Point localization data:

==========

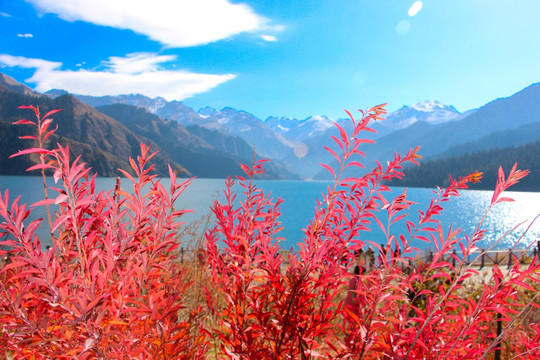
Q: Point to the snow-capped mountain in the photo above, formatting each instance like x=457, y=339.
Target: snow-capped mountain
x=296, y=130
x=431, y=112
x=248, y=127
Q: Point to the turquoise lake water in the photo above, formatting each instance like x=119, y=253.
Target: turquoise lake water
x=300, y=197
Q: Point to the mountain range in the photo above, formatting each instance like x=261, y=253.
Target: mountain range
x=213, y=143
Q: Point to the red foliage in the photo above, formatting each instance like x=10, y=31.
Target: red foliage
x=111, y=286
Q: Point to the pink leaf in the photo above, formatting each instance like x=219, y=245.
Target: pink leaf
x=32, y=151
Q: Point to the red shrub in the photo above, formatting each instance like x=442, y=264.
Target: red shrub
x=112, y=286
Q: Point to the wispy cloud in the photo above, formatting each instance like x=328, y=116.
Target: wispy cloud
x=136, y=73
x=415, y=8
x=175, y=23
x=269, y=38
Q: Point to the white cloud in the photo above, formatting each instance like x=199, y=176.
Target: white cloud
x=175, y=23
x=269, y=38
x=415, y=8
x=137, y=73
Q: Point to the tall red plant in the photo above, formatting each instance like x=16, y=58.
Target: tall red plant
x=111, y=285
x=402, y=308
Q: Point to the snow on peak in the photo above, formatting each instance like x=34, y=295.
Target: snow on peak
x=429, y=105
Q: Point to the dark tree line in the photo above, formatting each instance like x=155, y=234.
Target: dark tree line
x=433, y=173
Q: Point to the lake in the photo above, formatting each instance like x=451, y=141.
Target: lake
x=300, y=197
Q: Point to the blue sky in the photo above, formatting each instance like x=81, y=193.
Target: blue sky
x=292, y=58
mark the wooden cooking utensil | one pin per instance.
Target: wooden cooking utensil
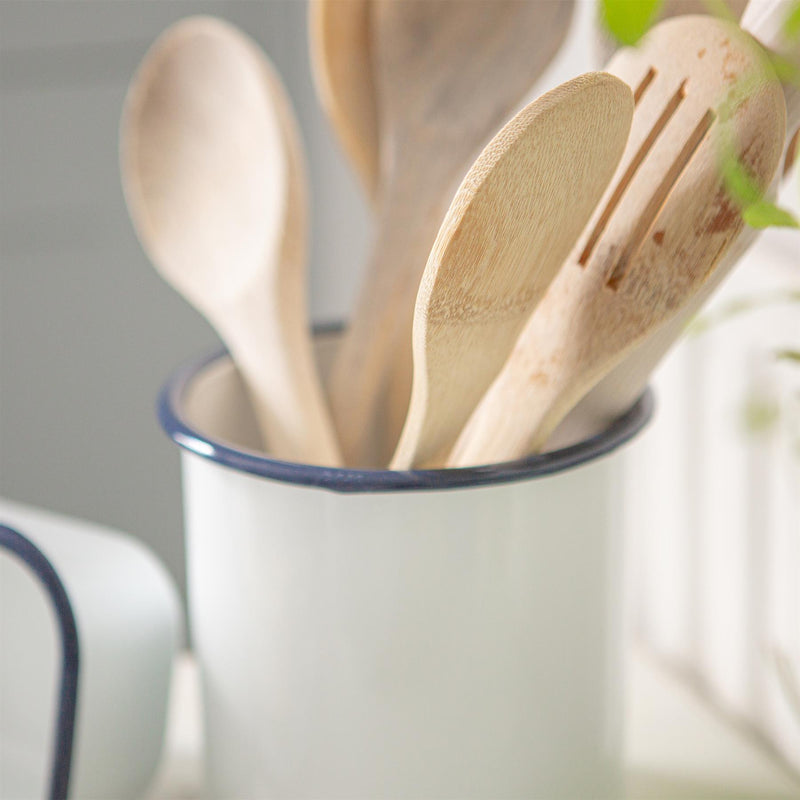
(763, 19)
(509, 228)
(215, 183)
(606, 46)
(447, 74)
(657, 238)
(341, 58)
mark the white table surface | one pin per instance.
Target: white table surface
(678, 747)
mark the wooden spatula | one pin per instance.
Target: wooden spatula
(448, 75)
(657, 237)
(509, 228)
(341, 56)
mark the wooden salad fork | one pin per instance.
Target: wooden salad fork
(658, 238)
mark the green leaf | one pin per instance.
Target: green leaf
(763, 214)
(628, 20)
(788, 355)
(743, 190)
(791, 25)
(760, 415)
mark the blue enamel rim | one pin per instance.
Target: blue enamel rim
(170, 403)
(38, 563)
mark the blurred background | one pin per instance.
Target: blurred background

==========

Exercise prompt -
Every line above should be retyped exactly; the pictures do not belong in the copy.

Your response -
Q: Point to the snow-capped mountain in the photo above, formatting each instance like x=457, y=339.
Target: snow-capped mountain
x=296, y=130
x=431, y=112
x=248, y=127
Q: Point to the turquoise lake water in the photo above, formatting each instance like x=119, y=253.
Target: turquoise lake water
x=300, y=197
Q: Point to the mountain range in the photo above, formatting each instance like x=261, y=253.
Target: mountain range
x=213, y=143
Q: Point to the red foliage in the photo above, formatting each instance like x=10, y=31.
Target: red foliage
x=111, y=286
Q: Point to the pink leaf in the photo above, formatting each instance like x=219, y=245.
Target: pink leaf
x=32, y=151
Q: Point to the red shrub in the photo above, formatting each instance like x=442, y=264.
Target: red shrub
x=112, y=286
Q: Point to the wispy cloud in the photo above, formatting each instance like x=328, y=116.
Target: wispy cloud
x=136, y=73
x=415, y=8
x=175, y=23
x=269, y=38
Q: Point to the white cloud in the photo above, formatting each instance like x=199, y=176.
Target: white cloud
x=175, y=23
x=269, y=38
x=415, y=8
x=137, y=73
Q: Point to the tall red plant in the photo above, formatting each instance like x=16, y=58.
Target: tall red plant
x=111, y=285
x=402, y=308
Q: Point to the snow on peak in the photo above, formatting each instance like x=34, y=295.
Target: snow on peak
x=429, y=105
Q: Point to the dark tree line in the photo above, formatting each instance like x=155, y=234.
Target: dark tree line
x=433, y=173
Q: Point to the lake in the photo above, formatting each instance like x=451, y=141.
Target: lake
x=300, y=197
Q: Point to the blue sky in the photo above, formatting each instance like x=81, y=193.
Target: blue sky
x=292, y=58
mark the wooden cooking utensil | one pin per instance.
Target: wooden cooking utensil
(763, 19)
(509, 228)
(215, 183)
(606, 46)
(447, 74)
(657, 238)
(341, 58)
mark the white table surface | one pin per instance.
Target: white table surface
(678, 747)
mark the wooden spatula | one pin per instance.
Target: wooden spatula
(448, 75)
(657, 237)
(509, 228)
(341, 56)
mark the wooden salad fork | one pin per instance.
Target: wooden salad fork
(658, 238)
mark the green leaf | one pin per instance.
Target: green leaf
(763, 214)
(628, 20)
(788, 355)
(743, 190)
(791, 25)
(760, 415)
mark the blue enamel rim | one pin per instance.
Target: blue enamel rim
(170, 403)
(38, 563)
mark the blurred background | one pin per instance.
Target: blurred background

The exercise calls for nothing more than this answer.